Written request A -
Which lines of the records contain the word "wooden"? Copy each of those lines, and treat case as significant.

Text to read -
+-------+
Home | 2006 Annual Report

Evaluation of Perennial Herbaceous Biomass Energy Crops in North Dakota

Paul E. Nyren, Ezra Aberle, Gordon Bradbery, Eric Ericksmoen, Mark Halverson, and Kristine Nichols



Highlights

This 10-year study was initiated to:

  



Table of Contents

Introduction

Methods

Results

Sites

Hettinger REC

Williston REC

Carrington REC

North Central REC–Minot

Central Grasslands REC–Streeter



Introduction

A dedicated bioenergy crop study has been initiated by the North Dakota Natural Resources Trust, NDSU Agricultural Experiment Station, USDA-ARS Northern Great Plains Research Laboratory, ND Game and Fish Department, ND Department of Commerce, ND Farmers Union, Jamestown/Stutsman Development Corporation, Dakota West RC&D, Dakota Prairie RC&D and Natural Resources Conservation Service (NRCS). The project will determine the appropriate grass and legume species, harvest methods, and practices to maintain productive perennial biomass stands. The costs for producing a bioenergy crop and the impact of this crop production on soil organic matter and carbon storage will be evaluated.
+-------+
Written request B -
Do these statements agree with the bioenergy crop report? Answer yes or no for each, and quote the words from the report that decide it. (i) The study is planned to last 10 years. (ii) Williston REC is listed among the sites. (iii) The project will determine the appropriate tree species for biomass stands.
+-------+
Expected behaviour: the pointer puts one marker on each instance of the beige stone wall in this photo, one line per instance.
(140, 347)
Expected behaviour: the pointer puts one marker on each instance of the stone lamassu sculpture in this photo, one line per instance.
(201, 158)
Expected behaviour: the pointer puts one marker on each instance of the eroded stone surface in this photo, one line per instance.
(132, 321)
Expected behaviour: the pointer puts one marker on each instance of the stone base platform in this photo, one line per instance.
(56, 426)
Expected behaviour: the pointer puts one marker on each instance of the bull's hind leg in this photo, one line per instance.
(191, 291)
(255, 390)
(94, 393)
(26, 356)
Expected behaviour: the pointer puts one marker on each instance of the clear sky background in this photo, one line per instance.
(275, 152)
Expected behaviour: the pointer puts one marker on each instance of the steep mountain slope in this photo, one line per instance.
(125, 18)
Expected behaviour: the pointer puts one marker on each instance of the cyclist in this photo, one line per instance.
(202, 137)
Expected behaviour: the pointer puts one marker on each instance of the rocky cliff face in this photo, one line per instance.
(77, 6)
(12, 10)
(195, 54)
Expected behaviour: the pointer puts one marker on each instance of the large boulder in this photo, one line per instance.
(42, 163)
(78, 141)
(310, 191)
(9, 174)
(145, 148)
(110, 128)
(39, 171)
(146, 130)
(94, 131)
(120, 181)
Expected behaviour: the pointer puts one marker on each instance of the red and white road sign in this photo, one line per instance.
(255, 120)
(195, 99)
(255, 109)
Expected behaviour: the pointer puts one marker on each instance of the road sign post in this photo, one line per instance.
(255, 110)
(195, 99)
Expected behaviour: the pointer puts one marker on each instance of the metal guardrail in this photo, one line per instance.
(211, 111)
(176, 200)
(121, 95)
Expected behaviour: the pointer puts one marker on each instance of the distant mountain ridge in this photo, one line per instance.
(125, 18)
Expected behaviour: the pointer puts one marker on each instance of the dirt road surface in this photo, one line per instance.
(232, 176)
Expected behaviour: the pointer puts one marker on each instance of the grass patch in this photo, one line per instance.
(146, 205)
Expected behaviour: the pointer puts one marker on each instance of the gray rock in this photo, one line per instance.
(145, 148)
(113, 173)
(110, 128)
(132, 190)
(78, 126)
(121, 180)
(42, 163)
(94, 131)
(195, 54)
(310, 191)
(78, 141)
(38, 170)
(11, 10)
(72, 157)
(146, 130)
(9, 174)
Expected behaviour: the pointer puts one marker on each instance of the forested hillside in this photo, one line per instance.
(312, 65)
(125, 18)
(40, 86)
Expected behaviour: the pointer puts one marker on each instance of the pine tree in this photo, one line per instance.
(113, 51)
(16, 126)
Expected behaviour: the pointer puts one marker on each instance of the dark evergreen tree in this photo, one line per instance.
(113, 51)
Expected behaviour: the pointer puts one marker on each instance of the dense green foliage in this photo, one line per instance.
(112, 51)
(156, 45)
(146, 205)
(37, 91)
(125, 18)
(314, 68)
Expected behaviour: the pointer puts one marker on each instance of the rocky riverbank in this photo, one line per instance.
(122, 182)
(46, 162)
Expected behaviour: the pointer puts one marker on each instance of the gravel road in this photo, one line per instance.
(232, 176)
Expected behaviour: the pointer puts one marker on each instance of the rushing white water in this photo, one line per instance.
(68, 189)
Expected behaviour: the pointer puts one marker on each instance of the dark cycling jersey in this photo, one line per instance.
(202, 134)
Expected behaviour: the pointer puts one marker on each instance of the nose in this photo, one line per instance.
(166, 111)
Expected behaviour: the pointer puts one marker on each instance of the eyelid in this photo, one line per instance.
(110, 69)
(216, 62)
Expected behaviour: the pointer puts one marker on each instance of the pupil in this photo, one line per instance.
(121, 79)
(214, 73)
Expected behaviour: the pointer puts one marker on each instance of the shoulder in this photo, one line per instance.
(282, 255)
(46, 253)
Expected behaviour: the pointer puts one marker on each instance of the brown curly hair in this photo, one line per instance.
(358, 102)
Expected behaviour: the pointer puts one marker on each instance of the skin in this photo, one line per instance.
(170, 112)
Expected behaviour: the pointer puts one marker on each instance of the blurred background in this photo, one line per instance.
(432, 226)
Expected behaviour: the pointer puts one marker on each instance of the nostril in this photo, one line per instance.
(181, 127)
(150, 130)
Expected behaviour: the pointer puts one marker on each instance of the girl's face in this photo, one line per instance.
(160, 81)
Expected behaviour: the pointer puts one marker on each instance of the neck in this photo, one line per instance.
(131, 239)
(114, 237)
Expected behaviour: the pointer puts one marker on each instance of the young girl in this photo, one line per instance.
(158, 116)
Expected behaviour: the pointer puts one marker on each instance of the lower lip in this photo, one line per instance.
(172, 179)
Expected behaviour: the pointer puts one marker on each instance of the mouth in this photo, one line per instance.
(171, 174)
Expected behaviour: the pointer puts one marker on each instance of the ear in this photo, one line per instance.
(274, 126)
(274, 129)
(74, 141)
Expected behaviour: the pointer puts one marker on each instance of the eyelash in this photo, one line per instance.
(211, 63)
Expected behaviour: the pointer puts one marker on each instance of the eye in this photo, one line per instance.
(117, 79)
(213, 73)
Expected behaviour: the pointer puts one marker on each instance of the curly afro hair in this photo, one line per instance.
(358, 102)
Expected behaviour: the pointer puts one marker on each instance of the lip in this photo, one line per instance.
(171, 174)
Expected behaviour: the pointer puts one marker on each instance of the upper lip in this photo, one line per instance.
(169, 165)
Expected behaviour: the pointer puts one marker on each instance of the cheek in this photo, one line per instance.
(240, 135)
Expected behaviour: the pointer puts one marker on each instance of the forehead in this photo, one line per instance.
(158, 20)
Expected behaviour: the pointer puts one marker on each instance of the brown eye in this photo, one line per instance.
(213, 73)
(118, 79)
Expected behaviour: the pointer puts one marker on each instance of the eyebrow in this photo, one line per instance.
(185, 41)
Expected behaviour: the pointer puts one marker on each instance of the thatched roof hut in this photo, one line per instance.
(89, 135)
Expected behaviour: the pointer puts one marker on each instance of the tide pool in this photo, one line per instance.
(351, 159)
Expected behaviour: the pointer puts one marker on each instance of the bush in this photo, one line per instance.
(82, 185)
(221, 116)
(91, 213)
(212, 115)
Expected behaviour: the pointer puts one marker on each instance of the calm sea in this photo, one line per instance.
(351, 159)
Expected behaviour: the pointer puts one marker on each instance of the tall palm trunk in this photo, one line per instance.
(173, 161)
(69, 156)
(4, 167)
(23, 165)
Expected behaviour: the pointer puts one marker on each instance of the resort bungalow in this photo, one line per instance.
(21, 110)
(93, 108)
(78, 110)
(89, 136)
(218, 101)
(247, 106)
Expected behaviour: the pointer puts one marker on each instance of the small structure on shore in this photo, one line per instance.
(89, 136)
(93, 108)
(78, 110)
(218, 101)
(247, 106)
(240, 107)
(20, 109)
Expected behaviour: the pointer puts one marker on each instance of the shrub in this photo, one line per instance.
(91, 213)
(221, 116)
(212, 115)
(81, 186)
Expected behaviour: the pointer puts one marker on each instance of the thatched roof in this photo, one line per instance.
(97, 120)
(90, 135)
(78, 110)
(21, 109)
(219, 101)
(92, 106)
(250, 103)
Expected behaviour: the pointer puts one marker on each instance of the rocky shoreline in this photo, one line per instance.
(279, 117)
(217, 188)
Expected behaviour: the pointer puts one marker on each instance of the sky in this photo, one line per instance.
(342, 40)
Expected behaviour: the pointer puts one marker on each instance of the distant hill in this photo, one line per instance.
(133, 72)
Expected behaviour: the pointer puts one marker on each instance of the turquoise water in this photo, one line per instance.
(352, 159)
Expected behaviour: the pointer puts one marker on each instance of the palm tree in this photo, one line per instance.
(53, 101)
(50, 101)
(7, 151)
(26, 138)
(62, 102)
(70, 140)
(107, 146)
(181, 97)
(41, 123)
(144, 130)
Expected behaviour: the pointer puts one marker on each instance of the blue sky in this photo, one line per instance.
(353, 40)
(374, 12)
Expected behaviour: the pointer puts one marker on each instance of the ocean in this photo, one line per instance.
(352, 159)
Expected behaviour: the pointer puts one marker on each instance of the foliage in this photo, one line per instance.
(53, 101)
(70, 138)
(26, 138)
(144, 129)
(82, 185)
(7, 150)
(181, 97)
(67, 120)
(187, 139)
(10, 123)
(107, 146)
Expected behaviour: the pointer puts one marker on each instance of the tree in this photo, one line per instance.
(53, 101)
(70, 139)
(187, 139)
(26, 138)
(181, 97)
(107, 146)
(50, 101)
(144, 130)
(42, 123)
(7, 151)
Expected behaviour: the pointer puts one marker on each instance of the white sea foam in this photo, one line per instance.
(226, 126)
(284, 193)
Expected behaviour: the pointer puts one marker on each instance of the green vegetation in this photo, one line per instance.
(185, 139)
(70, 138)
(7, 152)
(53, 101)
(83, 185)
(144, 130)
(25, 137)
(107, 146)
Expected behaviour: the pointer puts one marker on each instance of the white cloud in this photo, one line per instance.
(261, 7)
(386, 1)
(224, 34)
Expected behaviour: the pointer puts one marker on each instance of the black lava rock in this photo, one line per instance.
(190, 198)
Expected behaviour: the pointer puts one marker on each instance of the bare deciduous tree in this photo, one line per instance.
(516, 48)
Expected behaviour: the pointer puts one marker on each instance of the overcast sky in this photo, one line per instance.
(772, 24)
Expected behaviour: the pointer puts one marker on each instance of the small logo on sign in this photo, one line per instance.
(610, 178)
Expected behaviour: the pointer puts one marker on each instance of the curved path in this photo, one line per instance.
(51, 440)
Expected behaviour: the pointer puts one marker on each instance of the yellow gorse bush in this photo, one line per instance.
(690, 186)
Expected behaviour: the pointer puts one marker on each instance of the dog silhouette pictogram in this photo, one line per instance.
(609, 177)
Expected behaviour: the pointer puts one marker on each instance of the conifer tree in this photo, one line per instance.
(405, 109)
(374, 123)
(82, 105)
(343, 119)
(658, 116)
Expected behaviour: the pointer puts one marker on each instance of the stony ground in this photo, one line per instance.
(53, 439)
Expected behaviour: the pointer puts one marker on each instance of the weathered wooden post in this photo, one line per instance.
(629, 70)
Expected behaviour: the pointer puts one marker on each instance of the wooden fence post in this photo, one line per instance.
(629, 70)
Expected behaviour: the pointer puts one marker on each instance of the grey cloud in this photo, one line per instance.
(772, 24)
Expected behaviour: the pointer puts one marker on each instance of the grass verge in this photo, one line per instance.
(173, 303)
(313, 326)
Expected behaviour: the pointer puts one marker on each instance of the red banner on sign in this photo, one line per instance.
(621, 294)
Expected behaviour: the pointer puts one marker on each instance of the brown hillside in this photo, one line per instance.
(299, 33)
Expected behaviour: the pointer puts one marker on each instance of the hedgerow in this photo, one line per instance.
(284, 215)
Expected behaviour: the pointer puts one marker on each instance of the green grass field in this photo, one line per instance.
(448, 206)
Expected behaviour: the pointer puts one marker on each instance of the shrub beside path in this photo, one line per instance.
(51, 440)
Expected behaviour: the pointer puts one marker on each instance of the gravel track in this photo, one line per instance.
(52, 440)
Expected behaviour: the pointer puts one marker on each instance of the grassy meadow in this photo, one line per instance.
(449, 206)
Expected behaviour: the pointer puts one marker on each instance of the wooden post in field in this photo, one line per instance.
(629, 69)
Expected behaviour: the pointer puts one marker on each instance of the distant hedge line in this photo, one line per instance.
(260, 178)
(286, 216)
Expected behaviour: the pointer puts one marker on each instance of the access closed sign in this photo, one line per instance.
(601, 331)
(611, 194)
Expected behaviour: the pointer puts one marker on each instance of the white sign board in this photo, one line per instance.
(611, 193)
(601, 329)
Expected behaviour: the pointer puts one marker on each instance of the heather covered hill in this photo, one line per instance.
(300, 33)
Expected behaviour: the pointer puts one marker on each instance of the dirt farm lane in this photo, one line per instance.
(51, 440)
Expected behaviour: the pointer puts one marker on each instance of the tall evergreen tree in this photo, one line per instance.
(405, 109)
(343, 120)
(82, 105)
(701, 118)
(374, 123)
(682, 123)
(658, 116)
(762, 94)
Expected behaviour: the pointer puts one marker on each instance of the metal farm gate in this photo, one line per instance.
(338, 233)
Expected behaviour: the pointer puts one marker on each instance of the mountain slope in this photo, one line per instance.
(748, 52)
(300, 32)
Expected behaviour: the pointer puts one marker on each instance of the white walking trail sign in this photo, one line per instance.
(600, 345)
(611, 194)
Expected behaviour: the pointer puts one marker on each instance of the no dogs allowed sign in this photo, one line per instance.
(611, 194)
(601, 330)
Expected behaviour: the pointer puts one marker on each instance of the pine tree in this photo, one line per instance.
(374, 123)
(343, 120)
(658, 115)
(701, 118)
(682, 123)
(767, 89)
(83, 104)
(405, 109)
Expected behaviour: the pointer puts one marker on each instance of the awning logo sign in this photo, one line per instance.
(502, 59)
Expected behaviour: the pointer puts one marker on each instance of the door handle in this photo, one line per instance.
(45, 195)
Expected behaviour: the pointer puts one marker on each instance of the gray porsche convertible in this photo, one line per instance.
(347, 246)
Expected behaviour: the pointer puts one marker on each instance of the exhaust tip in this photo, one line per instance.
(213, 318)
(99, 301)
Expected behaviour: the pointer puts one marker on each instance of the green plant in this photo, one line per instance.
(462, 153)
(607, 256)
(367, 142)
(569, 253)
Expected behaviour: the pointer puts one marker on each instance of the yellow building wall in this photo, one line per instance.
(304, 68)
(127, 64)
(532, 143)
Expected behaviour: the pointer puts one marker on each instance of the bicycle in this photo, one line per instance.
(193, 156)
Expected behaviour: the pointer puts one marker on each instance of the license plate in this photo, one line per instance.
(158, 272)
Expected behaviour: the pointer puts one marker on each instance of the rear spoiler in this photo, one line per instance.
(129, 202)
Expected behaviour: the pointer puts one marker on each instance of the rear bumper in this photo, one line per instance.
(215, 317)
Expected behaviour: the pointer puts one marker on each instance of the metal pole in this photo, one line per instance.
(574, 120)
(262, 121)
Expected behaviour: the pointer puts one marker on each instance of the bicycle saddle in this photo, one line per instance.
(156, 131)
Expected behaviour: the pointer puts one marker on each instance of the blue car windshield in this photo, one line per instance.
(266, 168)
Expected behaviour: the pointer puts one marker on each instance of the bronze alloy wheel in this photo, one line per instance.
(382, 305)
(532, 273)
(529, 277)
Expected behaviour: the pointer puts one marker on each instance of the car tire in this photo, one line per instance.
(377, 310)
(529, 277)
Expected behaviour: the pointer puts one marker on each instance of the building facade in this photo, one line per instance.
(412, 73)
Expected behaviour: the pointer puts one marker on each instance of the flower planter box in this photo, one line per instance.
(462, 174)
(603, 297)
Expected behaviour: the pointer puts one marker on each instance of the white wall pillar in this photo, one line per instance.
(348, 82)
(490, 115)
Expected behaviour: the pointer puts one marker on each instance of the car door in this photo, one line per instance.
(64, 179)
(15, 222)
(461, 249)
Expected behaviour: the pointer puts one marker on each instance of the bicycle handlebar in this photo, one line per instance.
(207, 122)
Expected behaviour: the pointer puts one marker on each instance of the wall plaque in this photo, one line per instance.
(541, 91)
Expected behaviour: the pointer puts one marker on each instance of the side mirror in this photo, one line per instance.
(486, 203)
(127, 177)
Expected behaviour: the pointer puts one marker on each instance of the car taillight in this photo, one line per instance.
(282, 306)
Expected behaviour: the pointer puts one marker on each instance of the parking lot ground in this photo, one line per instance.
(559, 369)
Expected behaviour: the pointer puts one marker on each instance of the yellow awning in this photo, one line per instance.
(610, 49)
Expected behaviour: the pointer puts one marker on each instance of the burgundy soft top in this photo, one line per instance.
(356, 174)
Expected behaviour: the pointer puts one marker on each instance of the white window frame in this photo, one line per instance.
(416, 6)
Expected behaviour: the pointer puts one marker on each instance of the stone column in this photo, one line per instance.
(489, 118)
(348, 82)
+-------+
Result A -
Expected behaviour: the pointer puts one marker on each instance of the weathered wooden post in this photo, one line per instance.
Expected behaviour: the pointer puts one marker on each instance of the wooden fence post in this photo, one line per instance.
Expected behaviour: the pointer puts one marker on each instance of the wooden post in field in this photo, one line per instance.

Result B -
(i) Yes: "This 10-year study was initiated to:"
(ii) Yes: "Williston REC"
(iii) No: "The project will determine the appropriate grass and legume species"